PARTIES TO DISPUTE:
JOINT COUNCIL OF DINING CAR EMPLOYES
CHICAGO AND NORTH WESTERN RAILWAY COMPANY

STATEMENT OF CLAIM: Claim Joint Council Dining Car Employes, Local 361, on the property of Chicago and North Western Railway Company for and on behalf of Thomas Levy, Waiter, that he be returned to service with seniority accumulated and unbroken and compensation for wages lost from on or about April 4 1949, Carrier's discipline of dismissal having been assessed in violation of Rule 26 of the current agreement.


OPINION OF BOARD: Before considering whether or not a certain occurrence constituted a hearing or an investigation and whether or not an act constituted an appeal we think it necessary to set out our opinion with reference to the meaning of Rule 26 (a) and (b). This is because what our opinion of the Rule and what it means with reference to the facts as we find them to be is controlling regardless of what either or both parties hereto consider the facts to be.


With the above in mind we now turn to a discussion of the rule. Before an employe may be disciplined or punished, Carrier must cause an investigation to be held. If the employe has been prevented from protecting the work pending the investigation, a report must be forthcoming within a reasonable time else Carrier would thereby avoid and circumvent said rule.

◇ ◇ ◇ ◇

- _CHALLENGES_:
[1] From the railway dispute text, write out the passage starting with "STATEMENT OF CLAIM: Claim" and going on through "the current agreement.".
[2] In the railway dispute text, which rule of the current agreement was the dismissal said to have violated?

◇ ◇ ◇ ◇

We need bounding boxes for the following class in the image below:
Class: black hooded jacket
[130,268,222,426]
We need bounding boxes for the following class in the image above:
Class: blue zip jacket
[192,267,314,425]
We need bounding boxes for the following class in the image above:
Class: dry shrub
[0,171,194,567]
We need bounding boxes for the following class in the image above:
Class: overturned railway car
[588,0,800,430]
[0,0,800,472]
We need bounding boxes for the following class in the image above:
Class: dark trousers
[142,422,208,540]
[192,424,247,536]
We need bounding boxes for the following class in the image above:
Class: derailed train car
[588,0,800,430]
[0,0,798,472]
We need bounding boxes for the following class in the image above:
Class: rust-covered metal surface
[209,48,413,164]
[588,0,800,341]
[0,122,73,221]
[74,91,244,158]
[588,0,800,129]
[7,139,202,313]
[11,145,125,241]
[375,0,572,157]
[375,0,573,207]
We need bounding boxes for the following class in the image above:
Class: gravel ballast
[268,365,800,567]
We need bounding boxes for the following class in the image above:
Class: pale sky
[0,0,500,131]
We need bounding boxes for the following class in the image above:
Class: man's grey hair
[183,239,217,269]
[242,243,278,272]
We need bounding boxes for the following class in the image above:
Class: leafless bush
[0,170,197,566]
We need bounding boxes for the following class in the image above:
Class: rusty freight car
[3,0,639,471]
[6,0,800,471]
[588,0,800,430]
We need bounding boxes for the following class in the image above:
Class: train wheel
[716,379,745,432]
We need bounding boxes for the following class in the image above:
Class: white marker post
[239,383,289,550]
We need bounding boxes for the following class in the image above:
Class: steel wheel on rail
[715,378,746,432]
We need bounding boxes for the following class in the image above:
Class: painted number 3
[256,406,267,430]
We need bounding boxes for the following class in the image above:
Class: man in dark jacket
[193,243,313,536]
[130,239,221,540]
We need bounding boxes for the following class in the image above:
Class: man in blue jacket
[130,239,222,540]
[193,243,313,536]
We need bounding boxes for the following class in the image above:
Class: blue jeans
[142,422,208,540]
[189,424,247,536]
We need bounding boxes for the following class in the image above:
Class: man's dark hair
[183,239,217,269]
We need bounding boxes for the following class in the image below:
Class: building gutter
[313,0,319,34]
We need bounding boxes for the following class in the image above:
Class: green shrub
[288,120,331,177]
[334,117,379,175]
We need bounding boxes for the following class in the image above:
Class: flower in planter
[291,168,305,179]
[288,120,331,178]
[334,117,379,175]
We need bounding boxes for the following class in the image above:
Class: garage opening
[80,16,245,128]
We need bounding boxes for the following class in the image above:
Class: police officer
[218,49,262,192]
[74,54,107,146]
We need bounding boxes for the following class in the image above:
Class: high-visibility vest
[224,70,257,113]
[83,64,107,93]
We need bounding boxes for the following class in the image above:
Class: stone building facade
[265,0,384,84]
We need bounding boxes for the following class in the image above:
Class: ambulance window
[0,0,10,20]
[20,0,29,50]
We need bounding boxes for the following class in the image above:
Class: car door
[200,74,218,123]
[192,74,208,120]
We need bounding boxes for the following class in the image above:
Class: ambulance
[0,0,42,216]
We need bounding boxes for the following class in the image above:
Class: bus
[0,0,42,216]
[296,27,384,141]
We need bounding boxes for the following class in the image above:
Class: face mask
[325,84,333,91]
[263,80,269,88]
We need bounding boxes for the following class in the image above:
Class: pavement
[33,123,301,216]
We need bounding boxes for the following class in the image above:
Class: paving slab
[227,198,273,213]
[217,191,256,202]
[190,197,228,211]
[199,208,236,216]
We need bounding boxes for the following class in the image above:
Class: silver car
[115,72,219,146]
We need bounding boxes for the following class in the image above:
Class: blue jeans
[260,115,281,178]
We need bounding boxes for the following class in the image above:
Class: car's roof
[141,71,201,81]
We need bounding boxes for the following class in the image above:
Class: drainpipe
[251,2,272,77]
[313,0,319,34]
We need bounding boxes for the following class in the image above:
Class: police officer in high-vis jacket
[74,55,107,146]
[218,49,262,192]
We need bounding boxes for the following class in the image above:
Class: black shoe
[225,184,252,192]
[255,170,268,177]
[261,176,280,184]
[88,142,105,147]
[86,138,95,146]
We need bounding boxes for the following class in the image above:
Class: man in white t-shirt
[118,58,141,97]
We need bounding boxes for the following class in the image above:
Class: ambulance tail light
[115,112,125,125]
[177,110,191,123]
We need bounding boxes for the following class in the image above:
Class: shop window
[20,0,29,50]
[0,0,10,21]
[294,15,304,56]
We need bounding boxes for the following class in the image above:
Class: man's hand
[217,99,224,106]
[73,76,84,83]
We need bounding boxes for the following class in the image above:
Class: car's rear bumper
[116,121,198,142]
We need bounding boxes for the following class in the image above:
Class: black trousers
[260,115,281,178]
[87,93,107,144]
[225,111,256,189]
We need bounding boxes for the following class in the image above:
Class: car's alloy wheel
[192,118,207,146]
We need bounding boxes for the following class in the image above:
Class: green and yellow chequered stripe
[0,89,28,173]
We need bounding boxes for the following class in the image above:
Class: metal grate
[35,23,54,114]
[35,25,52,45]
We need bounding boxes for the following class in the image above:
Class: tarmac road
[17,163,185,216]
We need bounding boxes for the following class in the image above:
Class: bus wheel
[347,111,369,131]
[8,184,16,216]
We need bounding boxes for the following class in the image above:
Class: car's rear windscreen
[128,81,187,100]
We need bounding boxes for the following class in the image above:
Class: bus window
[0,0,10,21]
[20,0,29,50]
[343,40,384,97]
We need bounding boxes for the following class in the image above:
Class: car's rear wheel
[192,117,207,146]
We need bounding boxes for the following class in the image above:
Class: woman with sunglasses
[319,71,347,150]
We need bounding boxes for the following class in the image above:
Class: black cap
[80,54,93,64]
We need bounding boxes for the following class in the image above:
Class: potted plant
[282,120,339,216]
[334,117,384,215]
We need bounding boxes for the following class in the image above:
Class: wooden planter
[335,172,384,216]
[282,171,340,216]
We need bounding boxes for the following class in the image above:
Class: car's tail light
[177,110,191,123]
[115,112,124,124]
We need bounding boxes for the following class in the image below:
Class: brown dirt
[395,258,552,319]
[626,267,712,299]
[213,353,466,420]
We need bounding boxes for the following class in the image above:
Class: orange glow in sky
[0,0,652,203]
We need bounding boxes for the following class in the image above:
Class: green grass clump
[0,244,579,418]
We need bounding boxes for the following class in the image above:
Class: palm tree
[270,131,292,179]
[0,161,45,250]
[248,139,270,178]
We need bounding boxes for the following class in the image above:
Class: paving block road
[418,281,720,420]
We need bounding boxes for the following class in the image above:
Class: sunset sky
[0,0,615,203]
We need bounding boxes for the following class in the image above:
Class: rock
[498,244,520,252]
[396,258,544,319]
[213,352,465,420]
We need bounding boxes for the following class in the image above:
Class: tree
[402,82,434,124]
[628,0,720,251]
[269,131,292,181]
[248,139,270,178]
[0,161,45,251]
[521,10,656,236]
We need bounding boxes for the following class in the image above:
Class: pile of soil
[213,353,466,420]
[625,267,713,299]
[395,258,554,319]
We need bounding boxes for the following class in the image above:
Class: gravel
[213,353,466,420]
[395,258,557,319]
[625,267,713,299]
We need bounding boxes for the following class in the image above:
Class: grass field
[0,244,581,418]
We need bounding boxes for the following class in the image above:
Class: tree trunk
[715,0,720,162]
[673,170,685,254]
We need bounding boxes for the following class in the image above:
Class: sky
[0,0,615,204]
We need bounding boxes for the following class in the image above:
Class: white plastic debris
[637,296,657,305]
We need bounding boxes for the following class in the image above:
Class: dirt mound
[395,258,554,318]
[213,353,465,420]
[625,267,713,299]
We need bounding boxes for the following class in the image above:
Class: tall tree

◇ ◇ ◇ ◇

- _TASK-BY-TASK RESULTS_:
[1]
STATEMENT OF CLAIM: Claim Joint Council Dining Car Employes, Local 361, on the property of Chicago and North Western Railway Company for and on behalf of Thomas Levy, Waiter, that he be returned to service with seniority accumulated and unbroken and compensation for wages lost from on or about April 4 1949, Carrier's discipline of dismissal having been assessed in violation of Rule 26 of the current agreement.

[2] Rule 26